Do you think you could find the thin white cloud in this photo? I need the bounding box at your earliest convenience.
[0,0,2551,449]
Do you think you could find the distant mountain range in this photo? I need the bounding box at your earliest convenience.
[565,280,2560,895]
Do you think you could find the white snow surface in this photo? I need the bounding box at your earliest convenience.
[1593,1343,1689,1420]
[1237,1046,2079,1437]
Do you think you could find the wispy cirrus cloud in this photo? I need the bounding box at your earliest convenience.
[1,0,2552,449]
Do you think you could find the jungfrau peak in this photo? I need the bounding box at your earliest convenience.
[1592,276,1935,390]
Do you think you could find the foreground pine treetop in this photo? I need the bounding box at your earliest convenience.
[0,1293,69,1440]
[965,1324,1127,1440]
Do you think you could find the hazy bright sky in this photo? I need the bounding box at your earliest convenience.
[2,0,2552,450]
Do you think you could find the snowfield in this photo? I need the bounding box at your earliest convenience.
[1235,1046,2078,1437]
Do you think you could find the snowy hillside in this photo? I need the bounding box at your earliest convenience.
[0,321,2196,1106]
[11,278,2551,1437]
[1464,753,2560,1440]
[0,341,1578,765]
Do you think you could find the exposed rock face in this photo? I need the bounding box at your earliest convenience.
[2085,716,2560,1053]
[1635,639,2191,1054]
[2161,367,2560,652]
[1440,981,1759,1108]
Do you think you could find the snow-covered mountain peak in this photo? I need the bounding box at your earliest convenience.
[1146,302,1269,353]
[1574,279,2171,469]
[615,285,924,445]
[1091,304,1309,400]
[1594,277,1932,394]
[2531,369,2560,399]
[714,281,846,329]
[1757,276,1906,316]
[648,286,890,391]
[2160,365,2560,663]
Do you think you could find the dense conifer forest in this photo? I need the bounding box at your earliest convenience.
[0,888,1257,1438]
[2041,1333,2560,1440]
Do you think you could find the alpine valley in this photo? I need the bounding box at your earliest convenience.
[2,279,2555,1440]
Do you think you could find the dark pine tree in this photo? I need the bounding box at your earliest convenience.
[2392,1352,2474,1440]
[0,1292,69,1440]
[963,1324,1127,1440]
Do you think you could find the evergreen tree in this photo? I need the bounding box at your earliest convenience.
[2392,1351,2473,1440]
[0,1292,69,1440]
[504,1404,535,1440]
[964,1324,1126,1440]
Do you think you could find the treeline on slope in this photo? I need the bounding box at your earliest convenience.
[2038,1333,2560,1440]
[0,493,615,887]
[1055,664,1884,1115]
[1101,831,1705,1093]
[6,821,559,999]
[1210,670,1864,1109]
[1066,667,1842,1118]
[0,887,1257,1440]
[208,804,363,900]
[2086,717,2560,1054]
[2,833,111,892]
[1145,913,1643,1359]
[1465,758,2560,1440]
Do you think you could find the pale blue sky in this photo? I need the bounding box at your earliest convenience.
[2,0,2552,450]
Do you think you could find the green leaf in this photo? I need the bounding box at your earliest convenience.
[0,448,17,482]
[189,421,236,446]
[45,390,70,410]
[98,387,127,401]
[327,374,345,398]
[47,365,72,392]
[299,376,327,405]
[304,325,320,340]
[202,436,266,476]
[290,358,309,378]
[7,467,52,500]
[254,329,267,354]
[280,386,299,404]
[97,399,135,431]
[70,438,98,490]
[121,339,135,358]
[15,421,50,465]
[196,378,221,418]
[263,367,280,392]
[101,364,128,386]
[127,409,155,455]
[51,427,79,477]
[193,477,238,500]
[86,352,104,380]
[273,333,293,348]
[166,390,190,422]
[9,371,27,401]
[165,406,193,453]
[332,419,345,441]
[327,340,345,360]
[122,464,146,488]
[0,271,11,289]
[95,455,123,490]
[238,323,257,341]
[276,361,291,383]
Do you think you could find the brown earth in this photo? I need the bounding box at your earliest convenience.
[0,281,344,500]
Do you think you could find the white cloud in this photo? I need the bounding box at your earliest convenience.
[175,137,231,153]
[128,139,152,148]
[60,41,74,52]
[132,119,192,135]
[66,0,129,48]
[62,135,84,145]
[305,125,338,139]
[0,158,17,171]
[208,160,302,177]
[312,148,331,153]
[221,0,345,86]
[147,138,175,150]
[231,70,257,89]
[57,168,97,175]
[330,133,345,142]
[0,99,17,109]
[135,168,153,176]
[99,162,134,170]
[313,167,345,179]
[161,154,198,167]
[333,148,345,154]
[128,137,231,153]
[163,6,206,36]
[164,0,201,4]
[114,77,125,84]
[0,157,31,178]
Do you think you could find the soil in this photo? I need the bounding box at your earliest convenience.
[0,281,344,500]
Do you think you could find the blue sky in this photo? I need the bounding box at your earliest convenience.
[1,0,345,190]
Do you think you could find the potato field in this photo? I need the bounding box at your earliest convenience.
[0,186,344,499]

::::::::::

EXERCISE DESCRIPTION: Print all the data above word for word.

EXERCISE SOLUTION:
Do you think you could find the thin white cloud in this photo? I need the bounding box at your earliest convenience.
[0,0,2551,449]
Do you think you could find the distant mountain range in this photo? I need the bounding box at your earliest convenience.
[565,280,2560,895]
Do you think you could find the white snow surface in this photo? I need the bounding box at your earliest convenience.
[1593,1343,1689,1420]
[1237,1046,2079,1437]
Do you think you could find the wispy cirrus cloud in this photo? I need the bounding box at your earliest convenience.
[1,0,2552,449]
Do you think you could find the jungfrau peak in this photo? I need the bounding box at your earliest convenience.
[1592,276,1935,390]
Do you think you could find the foreground pine treetop in this photo? I need the bounding box at your earliest convenience.
[0,1293,69,1440]
[965,1324,1127,1440]
Do you think you could find the hazy bright sky in this photo? I need the bounding box at your earliest convenience.
[2,0,2552,450]
Do you think you could find the snowfield in this photo? I need the bounding box at your earliest convenience.
[1235,1046,2078,1437]
Do you think you could find the snowy hillside in this photo? I need the bounding box at your earliest convenience.
[0,321,2196,1106]
[11,278,2551,1437]
[1464,753,2560,1440]
[0,341,1578,765]
Do you think you could find the exposed rock face in this photo? I need the bounding box at your earliest convenience.
[2085,716,2560,1053]
[1635,639,2191,1054]
[2161,367,2560,652]
[1440,981,1759,1108]
Do you think you could find the snow-covered mountain peak in this photo? I need the bounding box at your earliest convenience.
[1146,302,1269,353]
[1574,279,2171,469]
[615,285,924,445]
[1091,304,1309,400]
[1594,277,1932,394]
[2531,369,2560,399]
[714,281,846,329]
[1757,276,1906,316]
[648,286,890,391]
[2160,365,2560,663]
Do you think you could find the dense conifer forest in this photo? I need the bounding box at your earliest convenience.
[0,888,1257,1438]
[2041,1333,2560,1440]
Do you think you could find the alpine valley in this photo? I need the bounding box at your earliest convenience.
[2,279,2555,1440]
Do you think you could find the dark pine tree in this photo? I need the bounding box at your earliest convenience.
[2392,1352,2474,1440]
[0,1292,69,1440]
[963,1324,1127,1440]
Do you think you could find the evergreen tree in this photo? I need the bounding box at your earliest convenience.
[2392,1351,2473,1440]
[0,1292,69,1440]
[504,1404,535,1440]
[964,1324,1126,1440]
Do you think you could find the treeline on slope in this photo? I need the bounding box at your earliest convenience.
[2038,1333,2560,1440]
[0,493,615,887]
[1055,664,1884,1115]
[1101,831,1705,1093]
[6,821,559,999]
[1210,670,1864,1109]
[1066,667,1842,1118]
[0,887,1257,1440]
[208,804,363,900]
[2086,717,2560,1054]
[2,833,111,892]
[1145,913,1643,1359]
[1465,758,2560,1440]
Do you think you could find the pale blue sky in this photo? I need the bounding box at your earliest convenience.
[2,0,2552,450]
Do you think you could find the green leaf in this photo? I need the bounding box at your earliest convenience.
[0,448,17,482]
[189,421,236,446]
[45,390,70,410]
[98,387,127,401]
[327,374,345,398]
[47,365,72,392]
[299,376,327,405]
[304,325,320,340]
[202,436,266,476]
[290,358,309,378]
[7,467,52,500]
[254,329,267,354]
[280,386,299,404]
[97,399,135,431]
[70,438,98,490]
[121,339,135,358]
[15,421,50,465]
[196,378,221,418]
[263,367,280,392]
[101,364,128,386]
[127,409,155,455]
[51,427,79,477]
[193,477,238,500]
[86,352,104,380]
[273,333,293,348]
[166,390,190,422]
[9,371,27,401]
[165,406,193,453]
[332,419,345,441]
[327,340,345,360]
[122,464,146,488]
[0,271,11,289]
[95,455,123,490]
[238,323,257,341]
[276,361,291,383]
Do you think you could find the brown earth in this photo? I need the bounding box at your earliest convenience.
[0,281,344,500]
Do you think you could find the white cloud in this photo? I need the bounding box at your earliest convenience.
[175,137,231,153]
[128,139,152,148]
[60,41,74,52]
[132,119,192,135]
[66,0,129,48]
[62,135,84,145]
[305,125,338,139]
[0,158,17,171]
[208,160,302,177]
[312,148,331,153]
[221,0,345,86]
[147,138,175,150]
[231,70,257,89]
[57,168,97,175]
[330,133,345,142]
[0,99,17,109]
[135,168,153,176]
[99,162,134,170]
[313,167,345,179]
[161,154,198,167]
[333,148,345,154]
[128,137,231,153]
[163,6,206,36]
[164,0,201,4]
[114,77,125,84]
[0,157,31,178]
Do you think you could find the soil in this photo? I need the bounding box at your earliest convenience.
[0,281,344,500]
Do you think you could find the blue sky in this photo? I need the bounding box at your earliest convenience.
[1,0,345,190]
Do you think you could find the potato field in this photo? I need the bounding box at your earliest convenience.
[0,186,344,499]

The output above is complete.